--- TEXT BLOCK ---

# Do you think grips exist in Socionics?



## Max (Aug 14, 2014)

I know that "grips" and "loops" are a concept that is expressed within MBTI and pretty much discarded within the realm of Socionics (Model A), but in Model G, there is a DCNH system (Dominant, Creative, Normalising, Harmonising) in place that may explain how people of different types act so differently, yet are the same time (per-se). 

You can check out a resource page here (if you're interested in knowing more and going in-depth on the theory itself)* 

*Although the theory in itself needs more work, I think that in some circumstances it can highlight type differences well, but it can also fall back on itself and become redundant in the sense that people are using it wrongly (i.e. to try and force explain themselves into a type that doesn't fit them at all).

This is just a thought that I had, but I'm interested to hear your opinions on it.


----------



## ISuckAtTypingMyself (Dec 6, 2021)

you should stick to one Theory when trying to type people, we can type as differents personality types, it's just matters which theory are you using,

In socionics i'm ENFJ Ni -2 in Model A, in model G im EIE-Creative
In objective Personality i'm ESTJ - Ne
MBTI i'm ENFP/ENTP still trying to figure it out.

Grips Do Exist in Model G but they don't in Model A


----------



## Hachitarou (Aug 6, 2021)

Max said:


> I know that "grips" and "loops" are a concept that is expressed within MBTI and pretty much discarded within the realm of Socionics (Model A), but in Model G, there is a DCNH system (Dominant, Creative, Normalising, Harmonising) in place that may explain how people of different types act so differently, yet are the same time (per-se).

--- DATASET ROWS ---
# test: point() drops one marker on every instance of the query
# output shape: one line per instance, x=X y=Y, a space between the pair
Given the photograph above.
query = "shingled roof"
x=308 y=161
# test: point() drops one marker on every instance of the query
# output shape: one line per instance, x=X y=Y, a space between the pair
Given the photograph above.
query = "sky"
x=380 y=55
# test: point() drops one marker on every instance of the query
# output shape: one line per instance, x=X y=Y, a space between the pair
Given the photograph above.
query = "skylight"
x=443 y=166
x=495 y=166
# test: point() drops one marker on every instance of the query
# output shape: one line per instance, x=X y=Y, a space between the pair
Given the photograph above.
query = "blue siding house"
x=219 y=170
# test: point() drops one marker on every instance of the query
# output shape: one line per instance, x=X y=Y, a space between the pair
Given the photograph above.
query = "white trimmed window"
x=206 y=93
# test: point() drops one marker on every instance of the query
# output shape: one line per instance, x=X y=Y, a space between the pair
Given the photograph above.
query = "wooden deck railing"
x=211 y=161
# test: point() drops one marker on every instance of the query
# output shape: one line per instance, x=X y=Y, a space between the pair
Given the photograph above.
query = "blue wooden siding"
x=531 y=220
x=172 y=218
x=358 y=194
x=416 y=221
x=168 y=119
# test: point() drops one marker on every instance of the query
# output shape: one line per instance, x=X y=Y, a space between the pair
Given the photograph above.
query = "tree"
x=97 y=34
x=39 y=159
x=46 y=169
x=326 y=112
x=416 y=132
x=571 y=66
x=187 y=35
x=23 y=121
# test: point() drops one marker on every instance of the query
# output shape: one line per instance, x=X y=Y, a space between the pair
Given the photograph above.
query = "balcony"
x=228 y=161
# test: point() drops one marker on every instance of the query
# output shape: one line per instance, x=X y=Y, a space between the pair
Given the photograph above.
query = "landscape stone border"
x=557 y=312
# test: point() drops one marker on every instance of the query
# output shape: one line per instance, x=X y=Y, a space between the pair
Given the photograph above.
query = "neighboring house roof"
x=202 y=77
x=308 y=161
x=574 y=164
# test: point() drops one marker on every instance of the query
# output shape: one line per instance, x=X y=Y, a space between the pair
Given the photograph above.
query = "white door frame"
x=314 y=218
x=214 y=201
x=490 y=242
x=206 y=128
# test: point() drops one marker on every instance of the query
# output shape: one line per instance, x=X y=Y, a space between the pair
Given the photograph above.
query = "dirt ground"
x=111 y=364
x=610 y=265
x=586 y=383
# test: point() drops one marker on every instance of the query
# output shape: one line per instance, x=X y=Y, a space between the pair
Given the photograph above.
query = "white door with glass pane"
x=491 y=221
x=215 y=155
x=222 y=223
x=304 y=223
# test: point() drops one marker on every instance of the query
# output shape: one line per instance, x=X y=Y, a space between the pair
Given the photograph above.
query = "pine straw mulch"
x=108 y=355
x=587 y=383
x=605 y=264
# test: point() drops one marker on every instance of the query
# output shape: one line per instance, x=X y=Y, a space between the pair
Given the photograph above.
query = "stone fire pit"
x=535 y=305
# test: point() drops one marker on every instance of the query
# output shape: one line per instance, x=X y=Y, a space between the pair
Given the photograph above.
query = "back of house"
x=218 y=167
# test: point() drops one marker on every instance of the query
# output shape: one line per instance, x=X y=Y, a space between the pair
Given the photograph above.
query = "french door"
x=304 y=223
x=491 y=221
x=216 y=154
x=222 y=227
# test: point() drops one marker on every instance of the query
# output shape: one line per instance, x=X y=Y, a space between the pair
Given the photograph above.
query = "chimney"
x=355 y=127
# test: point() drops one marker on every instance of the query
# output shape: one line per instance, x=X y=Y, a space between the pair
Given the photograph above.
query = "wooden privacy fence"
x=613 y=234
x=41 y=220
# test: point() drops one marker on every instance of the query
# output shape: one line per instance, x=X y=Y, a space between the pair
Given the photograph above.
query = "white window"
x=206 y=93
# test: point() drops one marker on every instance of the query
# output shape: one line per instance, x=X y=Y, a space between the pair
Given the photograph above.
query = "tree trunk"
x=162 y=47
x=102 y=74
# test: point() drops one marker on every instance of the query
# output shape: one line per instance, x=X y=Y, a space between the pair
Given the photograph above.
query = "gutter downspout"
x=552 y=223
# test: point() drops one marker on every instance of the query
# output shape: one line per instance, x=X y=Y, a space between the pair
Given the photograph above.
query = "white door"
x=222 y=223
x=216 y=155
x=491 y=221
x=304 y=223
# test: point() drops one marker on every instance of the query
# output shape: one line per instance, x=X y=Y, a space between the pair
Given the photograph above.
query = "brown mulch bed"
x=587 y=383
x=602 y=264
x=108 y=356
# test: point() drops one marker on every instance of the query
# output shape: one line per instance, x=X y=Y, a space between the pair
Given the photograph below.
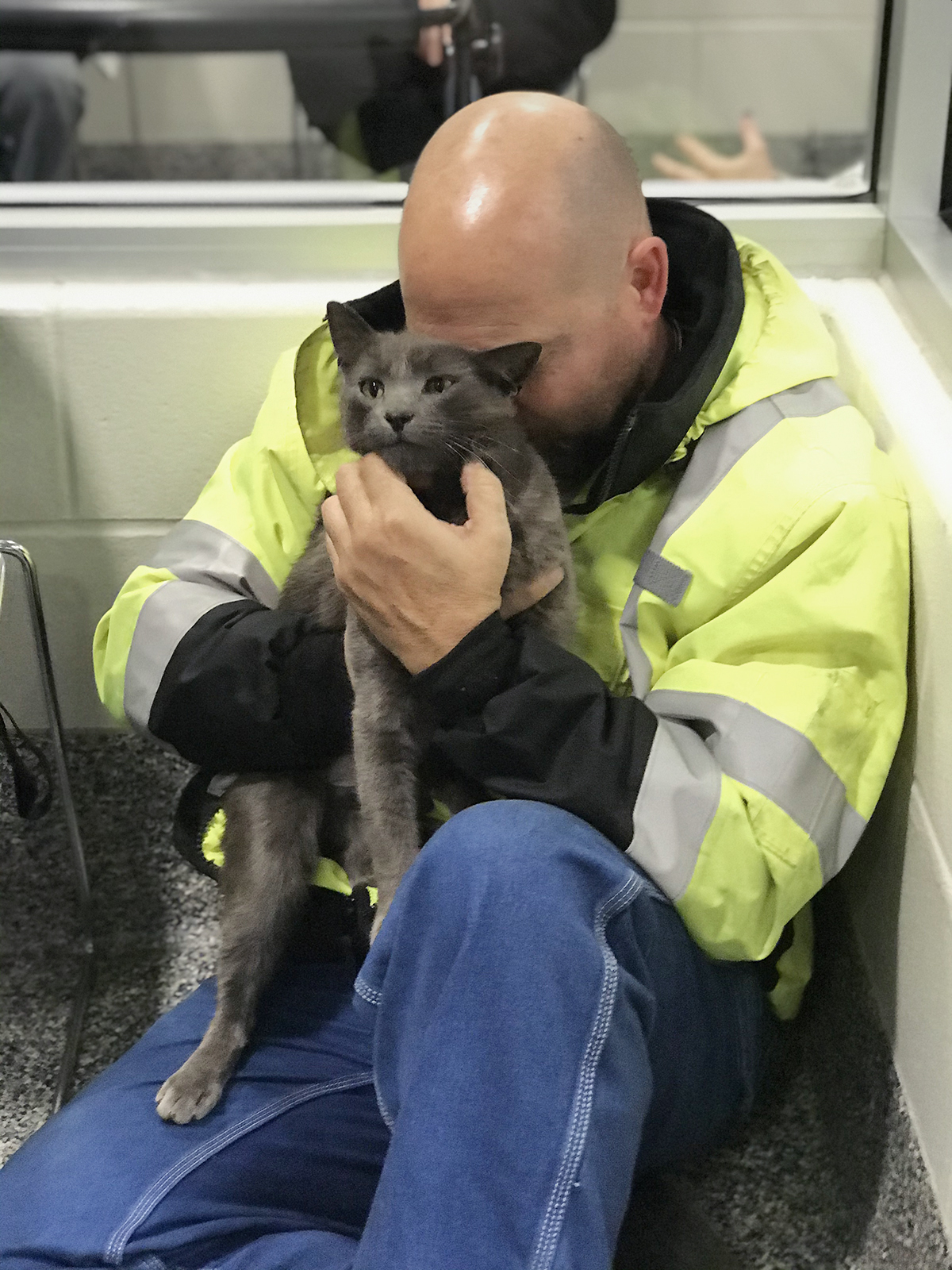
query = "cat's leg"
x=385 y=760
x=271 y=850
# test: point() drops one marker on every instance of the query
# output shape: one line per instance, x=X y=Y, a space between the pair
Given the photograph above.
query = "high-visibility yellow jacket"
x=736 y=689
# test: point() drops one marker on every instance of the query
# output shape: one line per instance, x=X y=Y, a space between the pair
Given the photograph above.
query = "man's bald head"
x=526 y=221
x=527 y=186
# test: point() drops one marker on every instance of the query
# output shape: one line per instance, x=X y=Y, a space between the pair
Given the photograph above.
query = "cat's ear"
x=508 y=368
x=349 y=332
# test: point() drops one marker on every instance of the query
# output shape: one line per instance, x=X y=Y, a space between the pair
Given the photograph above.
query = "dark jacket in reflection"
x=399 y=98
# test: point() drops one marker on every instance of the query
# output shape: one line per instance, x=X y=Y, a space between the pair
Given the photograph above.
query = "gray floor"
x=825 y=1175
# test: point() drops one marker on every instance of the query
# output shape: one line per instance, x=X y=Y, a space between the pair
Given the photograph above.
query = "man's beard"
x=574 y=459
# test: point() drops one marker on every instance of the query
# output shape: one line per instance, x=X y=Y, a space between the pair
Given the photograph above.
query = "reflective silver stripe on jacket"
x=213 y=569
x=681 y=789
x=679 y=795
x=720 y=448
x=776 y=760
x=196 y=552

--- WHAT THIS EXERCISE ASKS ---
**1.** In the forum thread about grips in Socionics, what four terms does the DCNH system in Model G stand for?
**2.** Transcribe the forum thread about grips in Socionics between "## ISuckAtTypingMyself (Dec" and "figure it out.", inclusive.

--- SOLUTIONS TO EACH TASK ---
**1.** Dominant, Creative, Normalising, Harmonising

**2.**
## ISuckAtTypingMyself (Dec 6, 2021)

you should stick to one Theory when trying to type people, we can type as differents personality types, it's just matters which theory are you using,

In socionics i'm ENFJ Ni -2 in Model A, in model G im EIE-Creative
In objective Personality i'm ESTJ - Ne
MBTI i'm ENFP/ENTP still trying to figure it out.